### Provided passage

So, then Friday comes.  4:50 has arrived and we still have not heard anything from our pediatrician who has become the messenger.  I grabbed Chloe to go get Slurpies down the street.  Just a little 5 year old girl, thrilled to have another little sister, she had no idea what was going to happen that day.  And she has never forgotten.  As we pulled up to 7/11, I looked at my phone.  I needed to make sure it was on.  Surely I had missed the call from the doctor.  No luck.  We walked in to get the Slurpies for Chloe and the 3 little ones.  My mom was with everyone else at the house.  All I could think was, at 5pm on Friday the doctor will go home and I will hear nothing until Monday!  As we were walking out with a tray of drinks, my phone rings.  It is the pediatrician.  He tells me ALL the test results are negative.  I hear ‘You painfully waited to hear wonderful news.’ And ‘You don’t have to live through the horrible images you saw on the internet and your life will not take this turn!”  And all I could say was “PRAISE GOD!”  In fact I screamed it!  I looked at Chloe and said it over and over!  She looked at me and said, “Do we need to pray?”  I said, “Yes!”  She had an amazing Kindergarten teacher that allowed and encouraged her class to pray on their knees.  So she set the drinks down and got on her knees at 7/11.  I followed suite.  We prayed in thanksgiving for what the Lord had answered.  Chloe didn’t know what it was all about.  She just knew that it meant her baby sister was going to be ok.

######

> **What you need to do**
**a)** In the passage about the test results, at what store did the narrator and Chloe get Slurpies?
**b)** According to the passage about the test results, why did Chloe get down on her knees at 7/11 to pray?
**c)** List every phrase or sentence that the passage about the test results places in quotation marks.

### Information given

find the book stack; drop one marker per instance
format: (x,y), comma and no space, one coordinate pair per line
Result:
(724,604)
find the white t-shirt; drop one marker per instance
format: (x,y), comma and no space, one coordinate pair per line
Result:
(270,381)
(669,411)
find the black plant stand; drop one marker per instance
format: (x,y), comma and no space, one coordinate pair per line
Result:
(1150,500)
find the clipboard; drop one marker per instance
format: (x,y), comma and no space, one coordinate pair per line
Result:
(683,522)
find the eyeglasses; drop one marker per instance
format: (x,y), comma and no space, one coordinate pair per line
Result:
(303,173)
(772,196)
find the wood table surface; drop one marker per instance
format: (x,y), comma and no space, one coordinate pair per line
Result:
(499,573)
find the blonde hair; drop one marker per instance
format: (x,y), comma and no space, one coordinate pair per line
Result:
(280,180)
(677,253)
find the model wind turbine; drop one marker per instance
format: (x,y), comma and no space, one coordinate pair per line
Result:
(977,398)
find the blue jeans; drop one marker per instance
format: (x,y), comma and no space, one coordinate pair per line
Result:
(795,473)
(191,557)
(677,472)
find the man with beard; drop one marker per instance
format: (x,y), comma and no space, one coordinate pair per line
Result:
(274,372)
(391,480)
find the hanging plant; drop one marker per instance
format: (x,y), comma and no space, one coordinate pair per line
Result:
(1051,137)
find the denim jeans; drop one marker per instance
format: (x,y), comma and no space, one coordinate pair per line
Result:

######

> **Exercise solutions**
**a)** 7/11

**b)** Her Kindergarten teacher allowed and encouraged the class to pray on their knees. So when the narrator said yes to praying, Chloe set the drinks down and knelt.

**c)**
- You painfully waited to hear wonderful news.
- You don't have to live through the horrible images you saw on the internet and your life will not take this turn!
- PRAISE GOD!
- Do we need to pray?
- Yes!